> [Exercise prompt] Present each of the records below as an item in a numbered list, omitting blank lines.

>> Begin Data rows

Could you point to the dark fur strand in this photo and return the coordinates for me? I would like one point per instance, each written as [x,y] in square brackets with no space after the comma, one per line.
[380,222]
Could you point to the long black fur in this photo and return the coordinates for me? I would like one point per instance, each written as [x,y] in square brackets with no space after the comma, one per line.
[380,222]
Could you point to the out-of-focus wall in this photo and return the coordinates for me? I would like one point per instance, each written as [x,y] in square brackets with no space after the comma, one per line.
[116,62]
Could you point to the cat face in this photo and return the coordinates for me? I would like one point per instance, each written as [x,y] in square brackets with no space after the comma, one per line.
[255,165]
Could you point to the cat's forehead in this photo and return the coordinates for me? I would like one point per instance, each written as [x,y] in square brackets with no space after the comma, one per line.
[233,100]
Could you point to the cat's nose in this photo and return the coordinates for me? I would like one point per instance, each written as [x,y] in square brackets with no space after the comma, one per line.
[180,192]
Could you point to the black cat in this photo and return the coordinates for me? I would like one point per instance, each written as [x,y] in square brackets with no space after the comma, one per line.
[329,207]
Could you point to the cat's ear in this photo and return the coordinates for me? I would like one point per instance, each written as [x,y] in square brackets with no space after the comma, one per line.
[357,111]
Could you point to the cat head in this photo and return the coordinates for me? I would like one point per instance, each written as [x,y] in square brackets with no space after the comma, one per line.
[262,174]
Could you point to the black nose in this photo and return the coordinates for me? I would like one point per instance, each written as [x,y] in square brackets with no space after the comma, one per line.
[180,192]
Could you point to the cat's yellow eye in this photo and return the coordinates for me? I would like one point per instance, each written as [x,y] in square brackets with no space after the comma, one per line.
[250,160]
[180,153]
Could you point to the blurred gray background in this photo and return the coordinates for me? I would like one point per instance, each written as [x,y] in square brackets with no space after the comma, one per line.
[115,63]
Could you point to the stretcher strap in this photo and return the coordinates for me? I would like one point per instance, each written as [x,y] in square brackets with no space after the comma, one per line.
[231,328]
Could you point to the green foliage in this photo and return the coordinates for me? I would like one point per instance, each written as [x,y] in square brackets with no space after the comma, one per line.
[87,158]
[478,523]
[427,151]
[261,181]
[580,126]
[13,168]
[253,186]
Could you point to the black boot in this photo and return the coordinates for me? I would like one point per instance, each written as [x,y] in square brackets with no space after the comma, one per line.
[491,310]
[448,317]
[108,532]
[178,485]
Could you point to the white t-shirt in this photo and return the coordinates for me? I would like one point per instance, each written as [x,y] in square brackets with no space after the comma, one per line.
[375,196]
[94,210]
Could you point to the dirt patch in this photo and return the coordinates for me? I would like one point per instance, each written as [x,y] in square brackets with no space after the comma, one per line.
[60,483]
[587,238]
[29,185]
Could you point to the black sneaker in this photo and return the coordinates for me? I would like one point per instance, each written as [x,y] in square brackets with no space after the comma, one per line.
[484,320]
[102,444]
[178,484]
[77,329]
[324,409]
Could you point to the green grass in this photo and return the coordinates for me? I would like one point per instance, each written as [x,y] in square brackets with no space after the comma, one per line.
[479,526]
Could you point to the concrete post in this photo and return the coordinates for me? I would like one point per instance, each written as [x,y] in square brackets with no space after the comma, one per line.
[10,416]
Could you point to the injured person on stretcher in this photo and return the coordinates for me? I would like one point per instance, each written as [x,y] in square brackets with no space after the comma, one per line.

>> End Data rows

> [Solution for this problem]
1. Could you point to the dark fur strand in this photo and return the coordinates for me? I would like one point per instance, each written as [x,y] in square brackets with no space after the comma, one per line.
2. [380,222]
3. Could you point to the long black fur in this photo and return the coordinates for me? I would like one point per instance, each written as [x,y] in square brackets with no space after the comma, one per line.
4. [380,222]
5. Could you point to the out-of-focus wall in this photo and return the coordinates for me? I would like one point per instance, each written as [x,y] in square brackets with no space after the comma, one per line.
6. [116,62]
7. Could you point to the cat face in this photo and return the coordinates for me? I would like one point per instance, each written as [x,y] in square brackets with no space after the comma, one per line.
8. [255,165]
9. Could you point to the cat's forehead in this photo and return the coordinates for me? I would like one point per instance, each written as [x,y] in square brackets with no space after the comma, one per line.
10. [233,100]
11. Could you point to the cat's nose in this photo and return the coordinates for me? I would like one point per instance, each written as [x,y] in square brackets with no space after the comma, one per line.
12. [180,192]
13. Could you point to the black cat in this photo and return the coordinates for me? I would like one point per instance, each written as [x,y] in square brackets with no space after the comma, one per line.
14. [329,207]
15. Could you point to the cat's ear in this photo and return the coordinates for me? I would like one point per instance, each written as [x,y] in square brackets with no space after the comma, one per line.
16. [357,111]
17. Could you point to the cat head in this photo and return the coordinates for me? I would like one point per instance, each written as [x,y] in square brackets with no space after the comma, one per line.
18. [262,174]
19. Could you point to the black nose in this photo and return the coordinates for me? I would like one point per instance, each written as [x,y] in square brackets with no space after the comma, one per line.
20. [180,192]
21. Could you point to the cat's yellow eye in this photo and return the coordinates for me? I would like one point per instance, each written as [x,y] in square brackets with no space after the comma, one per line.
22. [250,160]
23. [180,153]
24. Could you point to the blurred gray background in this photo and return the coordinates for me? I would like one point per instance, each written as [x,y] in square brackets with no space after the comma, one per line.
25. [115,63]
26. Could you point to the stretcher strap in this photo and return the coordinates for me? I would like one point per instance, each written as [x,y] in square brackets with no space after the comma, one per line.
27. [231,328]
28. Could you point to the green foliage in this photo and return the coordinates for me? I would like one point per instance, each written as [x,y] in square brackets with no space after the comma, one per line.
29. [87,158]
30. [478,523]
31. [427,151]
32. [261,181]
33. [580,126]
34. [13,168]
35. [253,186]
36. Could you point to the black boot in this photo and return the coordinates for me? I would like one point per instance, each written as [x,y] in square brackets with no space after the comma, one per line.
37. [491,310]
38. [448,317]
39. [108,532]
40. [178,485]
41. Could you point to the white t-shirt in this photo and return the coordinates for me? I would like one point per instance, each written as [x,y] in square brackets with no space after the comma, one per line.
42. [375,196]
43. [94,210]
44. Could you point to the dirt patch in this photo and return the coordinates for me? I would like one point per instance, each written as [x,y] in square brackets with no space after the comma, one per line.
45. [60,483]
46. [587,238]
47. [29,185]
48. Could you point to the black sneaker in this photo and return the coordinates for me? I would like one point per instance, each written as [x,y] in square brackets with no space after the comma, one per line.
49. [484,320]
50. [102,444]
51. [178,484]
52. [77,329]
53. [324,409]
54. Could you point to the green grass in this photo and return the coordinates for me? I would like one point per instance, each written as [x,y] in square brackets with no space after the comma, one per line.
55. [479,526]
56. Could you point to the concrete post in this photo and return the coordinates for me? I would like one point per instance, each written as [x,y] in square brackets with no space after the comma, one per line.
57. [10,416]
58. Could you point to the injured person on stretcher in this photo and return the coordinates for me? I would like one point per instance, each written as [x,y] in square brackets with no space after the comma, one per line.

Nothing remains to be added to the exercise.